--- DATASET EXTRACT ---
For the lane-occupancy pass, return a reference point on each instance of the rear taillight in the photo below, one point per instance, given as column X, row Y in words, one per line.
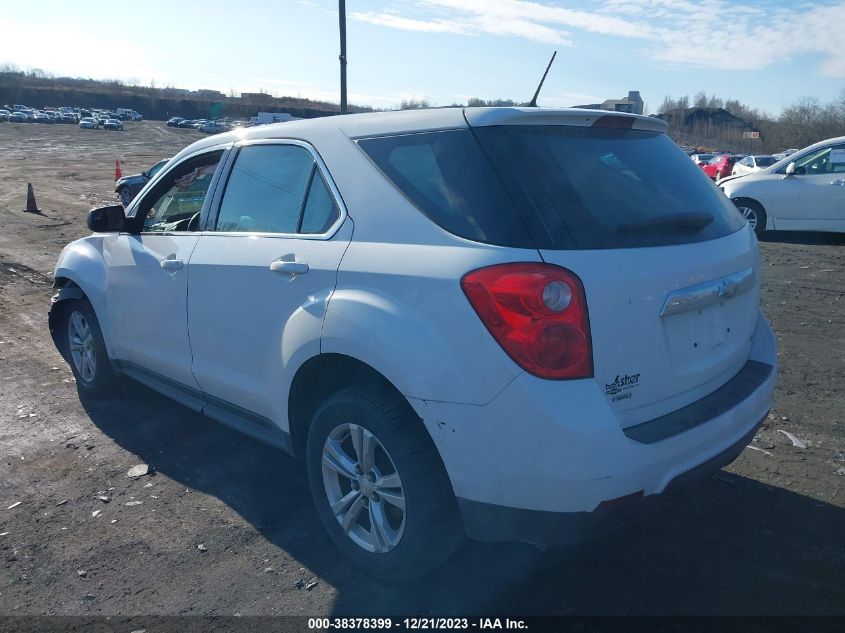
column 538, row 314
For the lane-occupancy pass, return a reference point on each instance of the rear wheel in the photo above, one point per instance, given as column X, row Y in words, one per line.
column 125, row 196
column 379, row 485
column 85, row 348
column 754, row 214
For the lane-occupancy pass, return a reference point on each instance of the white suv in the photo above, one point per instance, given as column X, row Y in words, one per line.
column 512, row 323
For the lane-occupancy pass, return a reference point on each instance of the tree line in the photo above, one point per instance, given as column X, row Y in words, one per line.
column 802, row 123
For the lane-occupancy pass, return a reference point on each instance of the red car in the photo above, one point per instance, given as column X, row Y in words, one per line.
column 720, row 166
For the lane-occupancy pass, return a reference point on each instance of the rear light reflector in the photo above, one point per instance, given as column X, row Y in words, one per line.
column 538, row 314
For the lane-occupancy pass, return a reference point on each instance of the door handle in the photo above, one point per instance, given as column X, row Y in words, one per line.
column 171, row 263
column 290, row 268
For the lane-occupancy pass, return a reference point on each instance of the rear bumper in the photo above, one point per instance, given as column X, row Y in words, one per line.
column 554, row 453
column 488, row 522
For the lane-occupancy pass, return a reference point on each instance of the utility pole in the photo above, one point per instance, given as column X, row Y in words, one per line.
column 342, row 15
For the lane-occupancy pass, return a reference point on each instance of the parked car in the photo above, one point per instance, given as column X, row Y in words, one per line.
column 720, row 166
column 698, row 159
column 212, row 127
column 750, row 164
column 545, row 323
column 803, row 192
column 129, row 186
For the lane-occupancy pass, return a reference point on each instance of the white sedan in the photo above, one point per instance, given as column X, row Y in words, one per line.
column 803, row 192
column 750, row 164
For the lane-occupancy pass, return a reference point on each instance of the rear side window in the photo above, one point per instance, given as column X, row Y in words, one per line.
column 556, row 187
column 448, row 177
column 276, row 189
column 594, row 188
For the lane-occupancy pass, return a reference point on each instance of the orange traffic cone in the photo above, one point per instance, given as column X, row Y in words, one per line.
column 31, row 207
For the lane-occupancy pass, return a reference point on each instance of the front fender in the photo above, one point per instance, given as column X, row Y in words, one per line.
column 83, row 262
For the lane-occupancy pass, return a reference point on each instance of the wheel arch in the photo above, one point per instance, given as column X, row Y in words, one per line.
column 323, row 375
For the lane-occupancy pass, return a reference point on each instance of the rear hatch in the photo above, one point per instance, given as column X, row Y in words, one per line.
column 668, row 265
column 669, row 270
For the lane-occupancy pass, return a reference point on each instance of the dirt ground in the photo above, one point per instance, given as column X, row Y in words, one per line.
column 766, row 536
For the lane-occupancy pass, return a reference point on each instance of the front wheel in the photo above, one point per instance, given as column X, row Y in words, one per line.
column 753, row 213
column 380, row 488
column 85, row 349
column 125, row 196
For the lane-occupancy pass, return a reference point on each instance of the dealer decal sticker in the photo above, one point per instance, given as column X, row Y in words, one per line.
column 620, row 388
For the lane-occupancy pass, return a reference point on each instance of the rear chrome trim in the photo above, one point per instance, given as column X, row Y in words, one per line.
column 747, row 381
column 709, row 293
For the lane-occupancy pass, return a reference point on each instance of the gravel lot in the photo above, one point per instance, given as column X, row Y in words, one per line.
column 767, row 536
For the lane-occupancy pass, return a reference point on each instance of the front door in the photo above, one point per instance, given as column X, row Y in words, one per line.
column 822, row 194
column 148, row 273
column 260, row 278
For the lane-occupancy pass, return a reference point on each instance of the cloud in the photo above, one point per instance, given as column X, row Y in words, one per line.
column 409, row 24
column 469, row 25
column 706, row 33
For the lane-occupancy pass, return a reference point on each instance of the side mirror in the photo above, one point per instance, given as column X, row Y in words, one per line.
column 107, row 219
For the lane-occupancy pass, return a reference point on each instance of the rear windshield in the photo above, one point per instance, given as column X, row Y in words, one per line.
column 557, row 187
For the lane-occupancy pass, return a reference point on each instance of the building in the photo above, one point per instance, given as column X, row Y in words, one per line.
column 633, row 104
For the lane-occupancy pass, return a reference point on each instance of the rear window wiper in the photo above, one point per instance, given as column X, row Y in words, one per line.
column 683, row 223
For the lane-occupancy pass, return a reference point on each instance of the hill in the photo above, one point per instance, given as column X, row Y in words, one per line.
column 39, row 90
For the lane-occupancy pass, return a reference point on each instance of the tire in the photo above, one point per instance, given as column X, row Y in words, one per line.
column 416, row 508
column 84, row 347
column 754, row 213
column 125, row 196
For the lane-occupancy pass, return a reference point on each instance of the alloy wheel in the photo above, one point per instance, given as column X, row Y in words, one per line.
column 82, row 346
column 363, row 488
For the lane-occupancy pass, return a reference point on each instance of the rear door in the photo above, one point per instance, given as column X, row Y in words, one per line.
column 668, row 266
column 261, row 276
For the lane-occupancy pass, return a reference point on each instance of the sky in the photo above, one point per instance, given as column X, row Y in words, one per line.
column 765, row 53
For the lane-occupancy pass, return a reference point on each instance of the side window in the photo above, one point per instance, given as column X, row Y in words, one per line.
---
• WORK TO COMPLETE: Rewrite every one of the entries above, swapping "lane-occupancy pass" for "curb-parking pass" and leaving all other wording as it is. Do not include the pictures.

• PROBLEM SOLUTION:
For the curb-parking pass, return a reference point on each instance of the rear taillight in the photo below, one point per instance, given as column X, row Y in words, one per line.
column 538, row 314
For the curb-parking pass, return a reference point on each instance of the rear wheel in the photo above, one point per instance, given as column X, row Y in words, one per line.
column 125, row 196
column 379, row 485
column 85, row 348
column 754, row 214
For the curb-parking pass, return a reference point on each instance of the white suv in the photo above, one point per instance, given as column X, row Y in words, one per line.
column 512, row 323
For the curb-parking pass, return a reference point on each instance of the tree line in the photo above, one point per instance, given as column X, row Y in words, one per line.
column 802, row 123
For the curb-parking pass, return a reference point on each instance of the red car in the photo above, one point per instance, given as column X, row Y in words, one per line.
column 720, row 166
For the curb-parking pass, return a reference point on each instance of the rear light reflector in the photo above, one point per instance, given as column X, row Y in words, one per line.
column 538, row 314
For the curb-parking pass, return a reference point on each instance of the door handle in the photo above, one point per instance, given as column X, row Y in words, one per line.
column 171, row 263
column 290, row 268
For the curb-parking pass, return a reference point on each instance of the rear bumper in the photo above, one point per instance, given as column X, row Y in words, one per line.
column 554, row 453
column 488, row 522
For the curb-parking pass, return a reference point on each instance of the utility pole in the photo above, one point per instance, given as column X, row Y in words, one per line.
column 342, row 15
For the curb-parking pass, return a reference point on each instance of the parked car in the photo above, one point per instance, given as column X, row Y in words, one per line.
column 720, row 166
column 698, row 159
column 212, row 127
column 750, row 164
column 545, row 323
column 803, row 192
column 129, row 186
For the curb-parking pass, return a reference point on each instance of the white sedan in the photo above, one point per instance, given as column X, row Y in words, one per line.
column 803, row 192
column 750, row 164
For the curb-parking pass, return a reference point on each instance of the rear side window in the photo above, one point per instance, given as column X, row Y in words, one per line.
column 556, row 187
column 448, row 177
column 276, row 189
column 594, row 188
For the curb-parking pass, return a reference point on each instance of the orange traffic cone in the photo above, one point per instance, given as column X, row Y in words, one per line.
column 31, row 207
For the curb-parking pass, return a reference point on each instance of the front fender in the photo above, one point per instance, given as column X, row Y in words, one per line.
column 83, row 262
For the curb-parking pass, return a reference point on each instance of the wheel arch in the photo above, one point per instance, given as column X, row Y in words, one per line.
column 323, row 375
For the curb-parking pass, return a reference point on each instance of the rear hatch in the photo above, one point per instance, given as column X, row Y in words, one per line.
column 668, row 265
column 669, row 270
For the curb-parking pass, return a reference point on each instance of the dirt ground in the photo above, one point per instance, given as column X, row Y in words, one per line.
column 766, row 536
For the curb-parking pass, return a reference point on each instance of the front wheel in the photo above, one point per instance, given as column X, row Y in words, one per line.
column 753, row 213
column 380, row 488
column 85, row 349
column 125, row 196
For the curb-parking pass, return a reference point on each instance of the dealer decal sticker in the photo above, one point per instance, given as column X, row Y in words, one per line.
column 620, row 388
For the curb-parking pass, return a reference point on each instance of the rear chrome trim in the photo above, one point per instance, given as column X, row Y in words, one per line.
column 747, row 381
column 709, row 293
For the curb-parking pass, return a reference point on each instance of the gravel lot in the photo above, one point per instance, given as column X, row Y in words, one per line.
column 767, row 536
For the curb-parking pass, return a reference point on each instance of the front door in the photo above, one point per instance, given as column X, row Y in words, one per line.
column 822, row 194
column 148, row 273
column 260, row 278
For the curb-parking pass, return a reference point on each instance of the cloud in the photo above, one point per instance, given as column X, row Y in words, one per line.
column 409, row 24
column 469, row 25
column 706, row 33
For the curb-parking pass, return a reference point on each instance of the side mirror in the photo above, one point per instance, given as column X, row Y in words, one per line.
column 107, row 219
For the curb-parking pass, return a reference point on each instance of the rear windshield in the photo above, one point per instance, given as column X, row Y in words, one per line.
column 557, row 187
For the curb-parking pass, return a reference point on each instance of the building in the photo above, one point per instance, given as column X, row Y in words, one per line.
column 633, row 104
For the curb-parking pass, return a reference point on each instance of the rear window wiper in the photo above, one point per instance, given as column X, row Y in words, one per line.
column 683, row 223
For the curb-parking pass, return a reference point on each instance of the hill in the photo above, one point per instance, given as column X, row Y in words, one per line.
column 39, row 90
For the curb-parking pass, return a reference point on each instance of the tire in the photo above, one point per instance, given as column X, row Y in words, one per line.
column 416, row 508
column 84, row 347
column 754, row 213
column 125, row 196
For the curb-parking pass, return a reference point on each instance of the alloy wheel in the photo above, one point per instance, given as column X, row Y in words, one per line.
column 82, row 346
column 363, row 488
For the curb-parking pass, return a reference point on each instance of the rear door in the photo above, one point per instance, given as column X, row Y in words, one per line.
column 668, row 266
column 261, row 276
For the curb-parking pass, return a reference point on each instance of the sky in the photo above, one point per instance, given as column X, row Y in words, one per line.
column 765, row 53
For the curb-parking pass, return a reference point on each instance of the side window in the photo above, one point per instance, given as column X, row Y in words, one per line.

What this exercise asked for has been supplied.